EXERCISE AIM: Tally the lines in the rows below that contain the string "foreground", and give only that number. Case counts.

Location identification items:
-- begin --

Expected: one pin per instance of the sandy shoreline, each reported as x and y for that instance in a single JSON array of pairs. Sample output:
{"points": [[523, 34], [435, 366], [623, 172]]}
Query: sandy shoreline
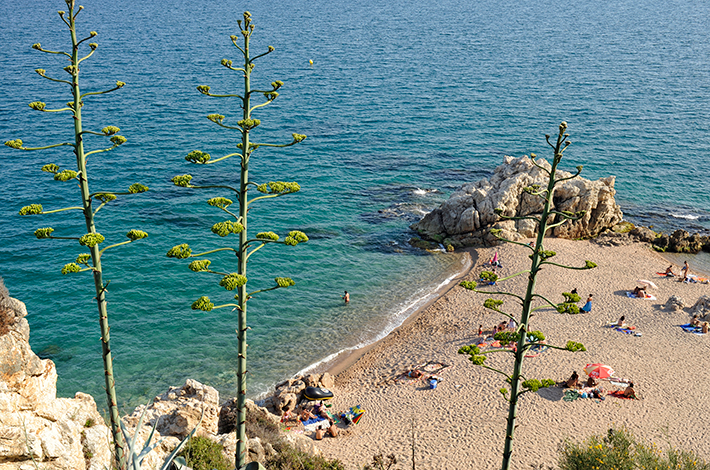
{"points": [[461, 424]]}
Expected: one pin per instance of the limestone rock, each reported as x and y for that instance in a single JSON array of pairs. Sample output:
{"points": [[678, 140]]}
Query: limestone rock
{"points": [[702, 308], [37, 429], [468, 216], [675, 303], [178, 410]]}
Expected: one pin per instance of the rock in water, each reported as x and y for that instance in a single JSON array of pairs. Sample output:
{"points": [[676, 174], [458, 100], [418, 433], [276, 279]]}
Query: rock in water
{"points": [[468, 216], [38, 429]]}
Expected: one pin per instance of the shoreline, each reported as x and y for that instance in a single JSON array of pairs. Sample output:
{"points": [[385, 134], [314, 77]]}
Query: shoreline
{"points": [[465, 415], [349, 358]]}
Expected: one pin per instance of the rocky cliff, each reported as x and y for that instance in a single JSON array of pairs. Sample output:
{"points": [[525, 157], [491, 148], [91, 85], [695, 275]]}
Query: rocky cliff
{"points": [[468, 216], [36, 427]]}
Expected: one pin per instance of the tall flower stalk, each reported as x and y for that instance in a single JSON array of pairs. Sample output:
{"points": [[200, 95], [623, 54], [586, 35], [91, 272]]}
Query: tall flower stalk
{"points": [[521, 337], [237, 222], [92, 239]]}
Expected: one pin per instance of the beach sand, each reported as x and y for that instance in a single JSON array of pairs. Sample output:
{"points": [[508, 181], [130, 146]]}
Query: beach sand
{"points": [[461, 423]]}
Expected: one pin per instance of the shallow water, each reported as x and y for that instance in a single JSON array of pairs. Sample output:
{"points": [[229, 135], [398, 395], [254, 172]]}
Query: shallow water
{"points": [[403, 104]]}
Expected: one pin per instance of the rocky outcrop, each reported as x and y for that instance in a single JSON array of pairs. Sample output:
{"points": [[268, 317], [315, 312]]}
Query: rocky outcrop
{"points": [[468, 216], [36, 427], [288, 395]]}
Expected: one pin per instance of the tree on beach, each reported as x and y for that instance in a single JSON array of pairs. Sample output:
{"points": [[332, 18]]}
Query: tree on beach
{"points": [[523, 339], [237, 223], [92, 238]]}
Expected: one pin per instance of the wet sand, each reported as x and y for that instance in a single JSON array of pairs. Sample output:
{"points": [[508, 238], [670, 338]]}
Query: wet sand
{"points": [[461, 423]]}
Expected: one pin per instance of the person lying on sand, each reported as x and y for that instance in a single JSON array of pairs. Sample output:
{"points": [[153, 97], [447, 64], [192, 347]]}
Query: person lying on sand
{"points": [[639, 292], [306, 415], [573, 381], [629, 391]]}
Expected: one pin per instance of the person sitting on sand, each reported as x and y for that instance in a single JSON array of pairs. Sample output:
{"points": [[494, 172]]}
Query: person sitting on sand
{"points": [[629, 391], [685, 271], [573, 381]]}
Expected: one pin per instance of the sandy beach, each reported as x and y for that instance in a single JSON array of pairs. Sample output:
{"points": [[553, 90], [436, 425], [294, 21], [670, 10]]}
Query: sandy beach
{"points": [[461, 423]]}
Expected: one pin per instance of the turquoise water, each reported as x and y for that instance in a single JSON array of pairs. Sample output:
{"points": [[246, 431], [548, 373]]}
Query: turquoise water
{"points": [[402, 104]]}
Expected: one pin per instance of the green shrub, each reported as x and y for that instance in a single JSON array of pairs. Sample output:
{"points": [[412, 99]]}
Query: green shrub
{"points": [[289, 458], [620, 450], [201, 453]]}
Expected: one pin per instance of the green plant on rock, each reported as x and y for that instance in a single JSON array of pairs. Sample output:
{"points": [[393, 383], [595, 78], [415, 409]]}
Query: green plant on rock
{"points": [[530, 301], [201, 453], [91, 202], [236, 224]]}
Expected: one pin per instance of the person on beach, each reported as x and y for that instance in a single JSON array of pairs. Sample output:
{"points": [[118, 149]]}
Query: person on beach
{"points": [[588, 306], [573, 381], [685, 270], [629, 391], [639, 292]]}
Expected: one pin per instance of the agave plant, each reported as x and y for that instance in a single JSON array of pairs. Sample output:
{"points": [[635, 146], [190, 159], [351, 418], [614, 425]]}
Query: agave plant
{"points": [[236, 224], [91, 201]]}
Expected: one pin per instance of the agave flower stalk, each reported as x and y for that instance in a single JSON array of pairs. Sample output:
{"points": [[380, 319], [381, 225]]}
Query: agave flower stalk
{"points": [[237, 222], [92, 239], [523, 339]]}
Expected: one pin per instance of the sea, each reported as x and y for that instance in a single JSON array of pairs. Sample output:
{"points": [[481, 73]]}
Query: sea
{"points": [[402, 103]]}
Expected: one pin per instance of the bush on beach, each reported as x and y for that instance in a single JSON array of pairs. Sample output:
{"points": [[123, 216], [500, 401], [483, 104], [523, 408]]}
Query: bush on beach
{"points": [[620, 450]]}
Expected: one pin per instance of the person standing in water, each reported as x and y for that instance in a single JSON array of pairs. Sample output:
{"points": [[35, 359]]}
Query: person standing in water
{"points": [[588, 306]]}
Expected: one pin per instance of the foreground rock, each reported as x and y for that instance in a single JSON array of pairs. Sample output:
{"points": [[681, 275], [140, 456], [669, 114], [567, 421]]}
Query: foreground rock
{"points": [[36, 427], [39, 430], [468, 216]]}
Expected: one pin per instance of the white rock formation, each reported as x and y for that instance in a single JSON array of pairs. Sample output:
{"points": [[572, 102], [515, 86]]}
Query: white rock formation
{"points": [[36, 427], [467, 217]]}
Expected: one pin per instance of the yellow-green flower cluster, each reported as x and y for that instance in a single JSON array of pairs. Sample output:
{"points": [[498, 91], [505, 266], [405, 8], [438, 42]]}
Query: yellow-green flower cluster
{"points": [[232, 281], [91, 239]]}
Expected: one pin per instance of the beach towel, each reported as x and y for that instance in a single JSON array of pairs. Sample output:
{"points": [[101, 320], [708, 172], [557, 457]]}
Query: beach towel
{"points": [[619, 394], [537, 349], [692, 329], [648, 296], [315, 423]]}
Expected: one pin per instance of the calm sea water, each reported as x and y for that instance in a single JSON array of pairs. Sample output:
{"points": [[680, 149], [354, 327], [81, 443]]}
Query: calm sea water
{"points": [[403, 103]]}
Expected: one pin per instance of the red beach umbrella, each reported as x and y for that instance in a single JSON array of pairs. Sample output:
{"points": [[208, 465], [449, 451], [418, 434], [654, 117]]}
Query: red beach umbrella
{"points": [[599, 371]]}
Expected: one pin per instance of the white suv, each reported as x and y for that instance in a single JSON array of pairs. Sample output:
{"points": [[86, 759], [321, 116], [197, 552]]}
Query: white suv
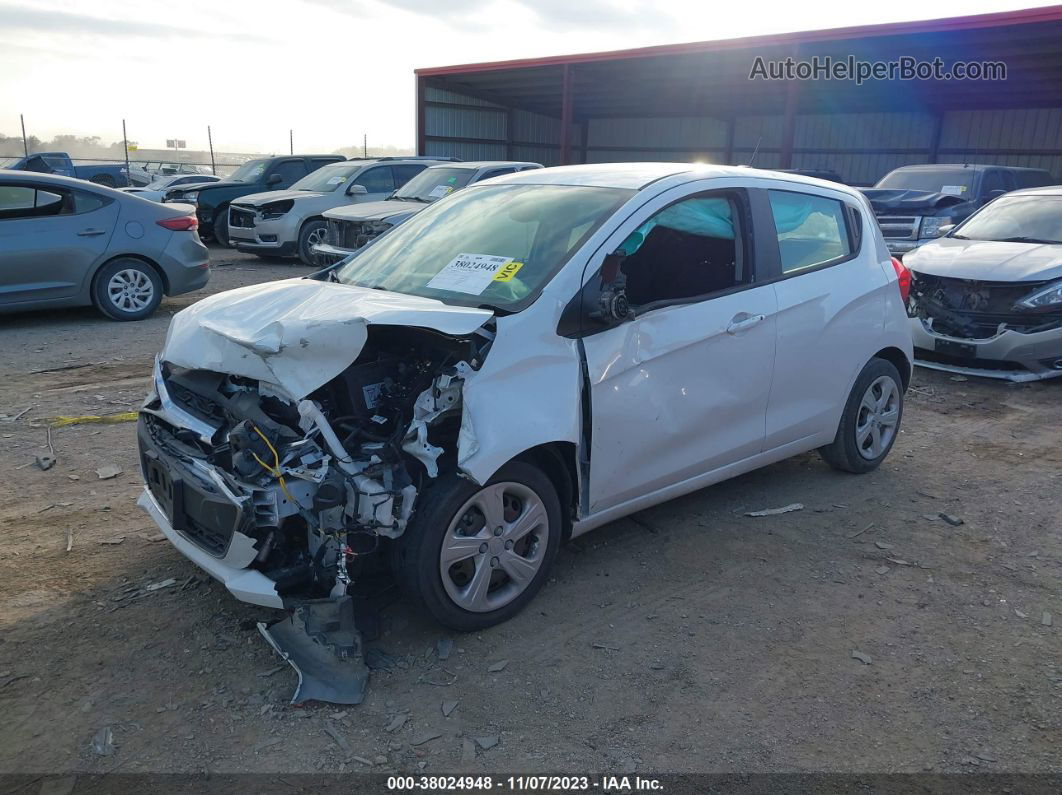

-- end --

CORRECT RESULT: 2